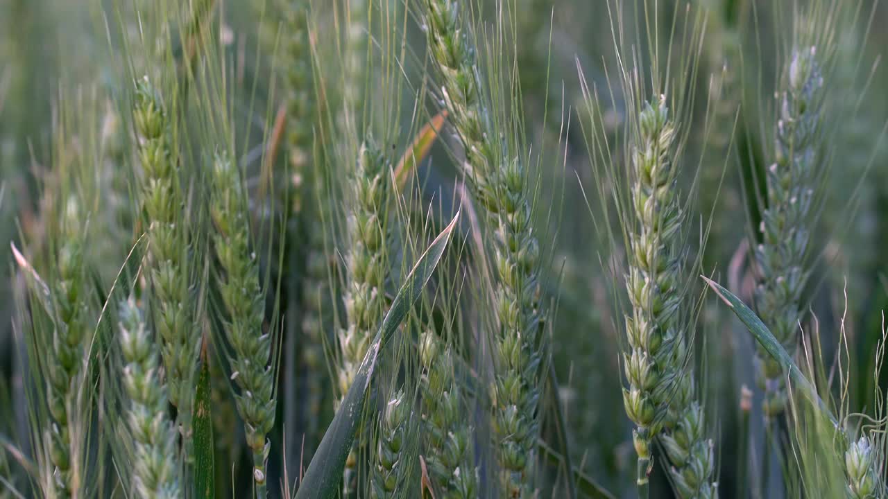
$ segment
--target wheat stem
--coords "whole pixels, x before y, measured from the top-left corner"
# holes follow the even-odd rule
[[[673,488],[682,498],[710,498],[712,441],[704,438],[703,409],[694,382],[685,370],[688,355],[682,329],[680,230],[684,222],[676,194],[675,128],[665,97],[646,104],[631,157],[632,207],[637,223],[626,288],[632,314],[626,318],[630,352],[623,354],[629,388],[626,413],[638,455],[638,482],[646,486],[656,438],[669,463]]]
[[[498,276],[494,336],[493,430],[508,497],[529,495],[540,430],[542,364],[547,346],[538,302],[540,250],[531,226],[529,187],[519,159],[504,158],[483,103],[476,48],[462,25],[459,4],[426,0],[429,49],[441,93],[465,154],[463,173],[495,234]]]
[[[266,437],[274,425],[275,408],[272,337],[264,330],[265,294],[259,284],[258,259],[250,248],[246,193],[240,172],[226,155],[214,162],[210,216],[221,270],[219,292],[227,313],[225,331],[234,352],[232,377],[241,389],[237,408],[252,451],[256,494],[264,498],[271,448]]]
[[[388,199],[391,165],[372,138],[358,153],[352,180],[353,197],[348,214],[349,253],[344,301],[346,328],[338,333],[337,382],[344,396],[367,353],[369,342],[385,312],[385,276],[388,274]],[[357,487],[357,449],[353,448],[344,477],[344,494]]]
[[[123,383],[130,399],[124,421],[133,440],[132,490],[145,499],[179,497],[176,429],[167,415],[166,385],[152,332],[131,297],[120,305]]]
[[[809,269],[805,265],[811,237],[811,209],[818,162],[817,138],[823,78],[813,47],[793,51],[781,99],[774,143],[776,161],[767,169],[767,209],[756,248],[758,270],[756,305],[762,321],[790,355],[802,316],[800,300]],[[757,349],[758,382],[765,391],[765,417],[781,414],[789,401],[780,364]]]
[[[472,427],[456,383],[454,352],[433,331],[420,338],[423,436],[428,471],[440,497],[470,499],[478,494]]]
[[[186,441],[197,373],[200,330],[194,326],[188,273],[188,234],[178,158],[170,146],[170,122],[148,77],[137,82],[133,121],[144,170],[143,203],[148,223],[148,264],[155,301],[151,308],[163,339],[162,358],[170,403],[178,409]]]

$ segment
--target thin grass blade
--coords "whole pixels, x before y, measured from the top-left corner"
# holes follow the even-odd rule
[[[780,363],[781,367],[783,368],[783,372],[789,373],[789,380],[792,382],[802,393],[804,393],[808,399],[811,400],[814,405],[816,405],[822,414],[829,418],[829,422],[832,423],[833,427],[838,428],[838,420],[832,414],[832,411],[827,407],[826,402],[821,399],[820,395],[817,393],[817,388],[808,381],[808,378],[805,377],[802,374],[801,369],[796,365],[796,362],[792,360],[789,353],[783,348],[783,345],[777,341],[777,338],[771,333],[767,326],[762,322],[762,320],[755,314],[754,312],[749,310],[749,307],[746,306],[740,298],[735,297],[731,291],[728,291],[725,288],[722,288],[715,281],[708,279],[706,276],[701,276],[703,281],[712,288],[712,290],[718,295],[718,297],[722,299],[729,307],[731,311],[733,312],[734,315],[740,319],[740,321],[746,326],[746,329],[752,333],[753,337],[756,341],[768,352],[769,355],[773,357],[777,362]]]
[[[334,416],[333,422],[324,433],[314,458],[308,464],[305,476],[296,493],[296,499],[309,497],[328,499],[338,495],[339,480],[342,479],[345,459],[352,448],[354,433],[361,423],[367,392],[373,380],[373,371],[379,352],[419,298],[423,288],[432,277],[432,273],[444,254],[458,218],[457,213],[450,225],[432,242],[398,291],[392,307],[383,320],[382,327],[368,349],[367,355],[364,356],[351,388],[343,399],[339,410]]]

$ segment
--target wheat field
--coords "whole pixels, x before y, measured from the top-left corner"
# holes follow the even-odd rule
[[[0,499],[888,498],[879,0],[0,0]]]

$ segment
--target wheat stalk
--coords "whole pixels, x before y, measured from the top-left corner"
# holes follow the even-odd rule
[[[432,330],[420,337],[423,432],[425,462],[436,490],[445,499],[469,499],[478,494],[472,427],[465,424],[466,404],[456,382],[454,352]]]
[[[353,204],[348,215],[347,282],[344,292],[345,329],[338,332],[339,393],[345,395],[354,379],[375,329],[385,312],[385,283],[388,274],[388,199],[391,165],[372,138],[358,153],[352,179]],[[356,487],[358,457],[353,448],[346,462],[345,494]]]
[[[181,495],[176,455],[178,435],[167,414],[166,385],[151,330],[132,297],[120,305],[123,385],[129,397],[123,421],[133,440],[131,488],[138,497]]]
[[[377,441],[376,469],[370,496],[397,497],[407,487],[409,465],[404,461],[404,450],[408,442],[410,400],[399,390],[385,404],[379,420]]]
[[[47,363],[49,409],[54,424],[44,438],[50,460],[55,466],[52,480],[59,497],[75,496],[79,492],[77,472],[72,470],[80,458],[74,441],[72,414],[80,408],[77,387],[85,376],[84,356],[90,340],[86,273],[84,272],[84,234],[80,202],[75,195],[62,208],[59,237],[60,244],[55,261],[56,279],[51,283],[55,315],[52,331],[52,357]],[[46,492],[46,491],[44,491]]]
[[[527,179],[519,158],[499,152],[499,134],[484,104],[476,48],[462,25],[460,5],[426,0],[429,50],[441,79],[440,91],[465,154],[460,166],[494,230],[498,282],[495,310],[493,429],[503,493],[529,494],[539,434],[541,366],[547,348],[538,303],[540,250],[531,226]]]
[[[246,193],[240,172],[226,155],[214,161],[210,217],[216,226],[213,246],[219,262],[219,292],[227,317],[226,337],[231,344],[232,377],[241,389],[238,412],[253,456],[258,497],[266,496],[266,461],[274,425],[274,369],[272,336],[264,329],[265,294],[259,284],[258,260],[250,248]]]
[[[703,410],[694,400],[693,373],[682,331],[681,227],[684,213],[676,193],[676,130],[665,97],[645,105],[638,142],[632,150],[632,208],[626,289],[632,314],[626,317],[630,352],[623,354],[629,388],[626,414],[636,424],[639,485],[647,481],[653,442],[660,438],[672,467],[676,493],[683,498],[717,495],[710,482],[712,442],[705,439]]]
[[[880,485],[879,463],[869,439],[860,437],[851,442],[844,453],[844,470],[848,478],[849,497],[852,499],[881,499],[884,491]]]
[[[783,348],[795,355],[802,317],[800,300],[809,269],[805,265],[811,238],[812,205],[817,177],[817,138],[823,77],[814,47],[793,51],[774,141],[776,161],[766,173],[767,209],[756,248],[758,270],[756,305],[762,321]],[[789,400],[782,369],[757,350],[758,381],[765,391],[766,417],[781,414]]]
[[[163,339],[162,357],[170,402],[178,409],[186,439],[190,439],[201,334],[193,321],[188,234],[178,158],[170,146],[170,121],[147,76],[137,82],[133,122],[145,174],[142,202],[148,223],[147,274],[155,297],[151,308]]]

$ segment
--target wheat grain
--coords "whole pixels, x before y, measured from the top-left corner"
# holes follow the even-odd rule
[[[632,207],[637,222],[630,234],[631,254],[626,289],[632,315],[626,318],[631,352],[623,364],[629,388],[626,413],[638,455],[639,485],[647,480],[653,442],[660,438],[676,493],[683,498],[717,496],[710,481],[714,468],[711,440],[704,438],[702,408],[694,400],[693,374],[682,323],[684,213],[676,194],[673,157],[676,130],[665,97],[647,103],[638,116],[638,142],[632,164]]]
[[[460,4],[451,0],[425,4],[429,50],[465,154],[462,173],[495,234],[499,329],[493,338],[493,429],[503,493],[521,497],[529,494],[540,425],[540,372],[547,358],[538,303],[540,249],[531,226],[527,178],[519,158],[498,152],[499,134],[484,104],[476,48],[462,25]]]
[[[790,355],[797,350],[799,302],[809,273],[805,258],[811,238],[822,87],[814,47],[795,50],[780,103],[776,161],[766,173],[768,207],[759,228],[762,243],[755,251],[757,312]],[[788,401],[782,369],[761,348],[757,352],[758,382],[765,391],[763,410],[766,417],[774,417]]]
[[[190,439],[193,381],[197,373],[201,335],[193,327],[189,291],[188,234],[178,158],[170,145],[170,122],[147,76],[137,82],[133,122],[139,135],[139,164],[145,174],[142,202],[148,222],[148,266],[155,300],[151,309],[162,347],[170,402],[178,408]]]
[[[258,497],[266,496],[266,461],[274,425],[274,370],[272,337],[265,331],[265,294],[259,284],[258,260],[250,247],[247,198],[240,172],[226,155],[213,162],[210,217],[216,226],[213,246],[221,272],[219,294],[227,313],[226,337],[232,345],[232,377],[241,388],[236,395],[247,445],[253,455],[253,480]],[[235,376],[236,375],[236,376]]]
[[[181,495],[176,454],[178,435],[167,414],[166,385],[161,381],[160,358],[152,332],[132,297],[120,305],[123,385],[129,397],[123,420],[133,440],[131,487],[137,497]]]
[[[425,460],[440,497],[469,499],[478,494],[472,427],[465,424],[465,402],[456,383],[453,351],[432,330],[420,338],[423,375],[423,432]]]
[[[375,328],[381,323],[385,311],[390,170],[388,160],[369,137],[358,153],[352,179],[353,204],[348,215],[348,281],[344,297],[348,322],[337,335],[340,354],[337,383],[343,396],[352,385]],[[344,479],[346,496],[357,486],[357,451],[353,449]]]

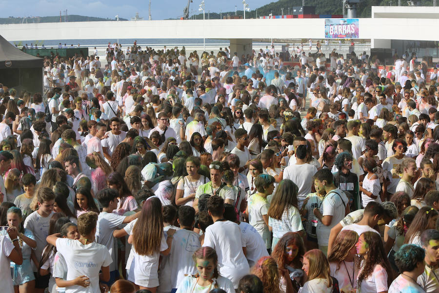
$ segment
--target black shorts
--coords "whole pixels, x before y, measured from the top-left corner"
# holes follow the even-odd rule
[[[50,278],[50,274],[45,276],[39,276],[36,272],[34,272],[35,276],[35,288],[39,289],[43,289],[49,287],[49,279]]]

Directions: Return each line of the listing above that contains the string "wheat". Case counts.

Solved exercise:
--target wheat stem
--target wheat field
--target wheat stalk
--target wheat grain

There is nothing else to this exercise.